--- Extracted material Enclosed Below ---

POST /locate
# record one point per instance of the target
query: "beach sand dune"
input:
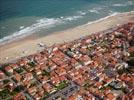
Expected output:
(27, 46)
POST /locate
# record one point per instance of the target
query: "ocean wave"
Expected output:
(96, 9)
(44, 23)
(123, 5)
(81, 13)
(93, 11)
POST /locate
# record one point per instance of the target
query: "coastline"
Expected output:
(15, 50)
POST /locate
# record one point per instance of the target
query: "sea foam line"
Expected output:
(114, 14)
(44, 23)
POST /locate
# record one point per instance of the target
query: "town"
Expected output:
(95, 67)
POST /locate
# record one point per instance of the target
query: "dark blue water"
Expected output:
(20, 18)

--- End of Enclosed Extracted material ---

-- How to complete this task --
Copy the data word for word. Pictures do not go in the copy.

-- Result for this task --
POST /locate
# record one point per instance of the target
query: "beach sand dune"
input:
Expected output:
(27, 46)
POST /locate
# record one point per instance of the target
query: "ocean wave"
Expected output:
(96, 9)
(44, 23)
(123, 5)
(81, 13)
(93, 11)
POST /locate
# record one point per instance of the target
query: "coastline"
Expected output:
(15, 50)
POST /locate
# record one point per instance of the target
query: "sea foam line"
Expected output:
(114, 14)
(44, 23)
POST /locate
# record one point per instance of the target
query: "town"
Expected output:
(95, 67)
POST /locate
# record one point per instance of the target
query: "dark blue water"
Expected output:
(20, 18)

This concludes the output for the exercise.